* [INSTRUCTIONS FOR THE TASK]
Of the entries below, repeat exactly only those lines from the one containing "Place a point on every instance of the black apron" through the last line, with pictures omitted.

Referring expression pointing data:
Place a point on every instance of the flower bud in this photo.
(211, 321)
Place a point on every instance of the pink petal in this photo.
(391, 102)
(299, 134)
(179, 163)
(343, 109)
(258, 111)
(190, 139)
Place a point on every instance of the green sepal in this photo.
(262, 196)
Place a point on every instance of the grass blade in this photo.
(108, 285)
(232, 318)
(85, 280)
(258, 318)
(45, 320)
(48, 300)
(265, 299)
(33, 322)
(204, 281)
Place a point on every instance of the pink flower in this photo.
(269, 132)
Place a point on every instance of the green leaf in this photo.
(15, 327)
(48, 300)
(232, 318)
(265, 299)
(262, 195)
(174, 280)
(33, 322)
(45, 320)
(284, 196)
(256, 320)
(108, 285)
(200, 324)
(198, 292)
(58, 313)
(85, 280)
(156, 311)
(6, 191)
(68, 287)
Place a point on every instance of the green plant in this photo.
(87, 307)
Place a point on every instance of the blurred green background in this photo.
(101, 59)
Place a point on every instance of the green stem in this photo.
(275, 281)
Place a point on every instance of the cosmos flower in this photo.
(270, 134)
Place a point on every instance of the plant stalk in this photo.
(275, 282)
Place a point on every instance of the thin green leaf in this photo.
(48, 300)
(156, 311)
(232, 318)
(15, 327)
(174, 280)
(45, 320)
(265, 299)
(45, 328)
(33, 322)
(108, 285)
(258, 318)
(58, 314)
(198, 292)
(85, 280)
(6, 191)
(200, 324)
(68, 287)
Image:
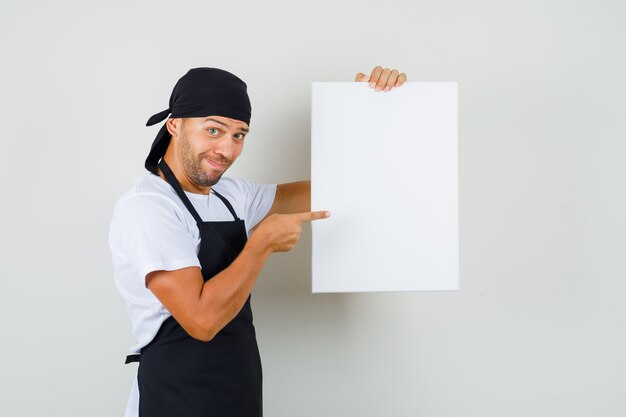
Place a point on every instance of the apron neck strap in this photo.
(171, 179)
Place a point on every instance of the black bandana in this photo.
(200, 92)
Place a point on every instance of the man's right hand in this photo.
(281, 232)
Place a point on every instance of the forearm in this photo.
(223, 296)
(293, 197)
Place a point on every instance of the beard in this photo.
(192, 165)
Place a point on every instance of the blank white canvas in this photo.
(385, 164)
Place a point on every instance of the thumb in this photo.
(362, 77)
(312, 215)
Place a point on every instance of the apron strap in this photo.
(133, 358)
(171, 179)
(226, 203)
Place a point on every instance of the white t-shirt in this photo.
(152, 230)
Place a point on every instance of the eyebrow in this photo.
(223, 124)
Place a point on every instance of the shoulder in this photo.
(147, 207)
(241, 187)
(148, 192)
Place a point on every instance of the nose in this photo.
(225, 148)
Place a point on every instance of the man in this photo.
(185, 257)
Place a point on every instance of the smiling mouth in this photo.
(215, 164)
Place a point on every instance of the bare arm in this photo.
(292, 197)
(204, 308)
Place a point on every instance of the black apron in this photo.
(180, 376)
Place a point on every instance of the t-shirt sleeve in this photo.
(152, 235)
(259, 200)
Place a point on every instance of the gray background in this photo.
(538, 328)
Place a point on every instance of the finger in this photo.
(375, 76)
(401, 80)
(393, 77)
(382, 81)
(362, 77)
(312, 215)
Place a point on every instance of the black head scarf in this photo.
(200, 92)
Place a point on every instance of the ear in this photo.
(174, 126)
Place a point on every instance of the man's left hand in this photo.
(383, 79)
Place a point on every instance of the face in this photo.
(207, 146)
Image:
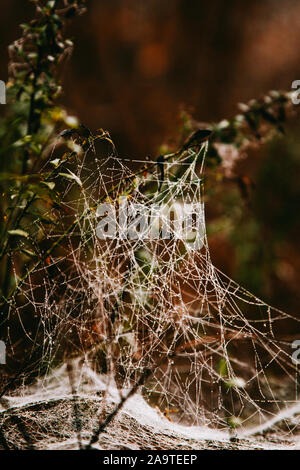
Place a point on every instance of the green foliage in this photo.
(30, 201)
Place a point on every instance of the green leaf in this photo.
(18, 233)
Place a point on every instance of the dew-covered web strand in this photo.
(130, 305)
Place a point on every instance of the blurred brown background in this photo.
(137, 63)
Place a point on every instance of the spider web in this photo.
(217, 354)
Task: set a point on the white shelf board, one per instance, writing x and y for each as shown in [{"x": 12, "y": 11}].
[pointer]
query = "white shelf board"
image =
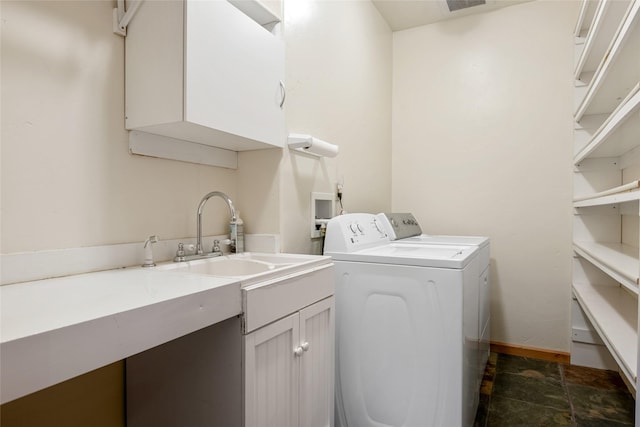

* [OUTPUT BELOW]
Place a point on every instance of the black apron in this photo.
(180, 376)
Place a point on every instance of the t-shirt sleeve in this photo.
(152, 235)
(259, 200)
Place a point on every instance of the gray background in this photo.
(538, 328)
Place a point on every instance of the finger in this photo.
(375, 76)
(401, 80)
(393, 77)
(382, 81)
(362, 77)
(312, 215)
Place a point on every instance of the black head scarf in this photo.
(200, 92)
Place a point on every instance of the ear in this photo.
(174, 126)
Place a point on every instance of the man's left hand in this photo.
(383, 79)
Place a point on every instance of the face in this photo.
(207, 146)
Image:
Place a point on every instance of the green foliage in this photo.
(30, 201)
Place a point on every instance of the green leaf in this photo.
(18, 233)
Place a point on every instance of the dew-covered web strand in this photo.
(130, 305)
Place a point on every instance of the blurred brown background in this photo.
(137, 63)
Place a point on every instance of the spider web in this photo.
(217, 354)
Task: set a point on the white shelf board, one per instance, writing x and y for each as shown in [{"x": 12, "y": 11}].
[pointer]
query = "white shelf board"
image =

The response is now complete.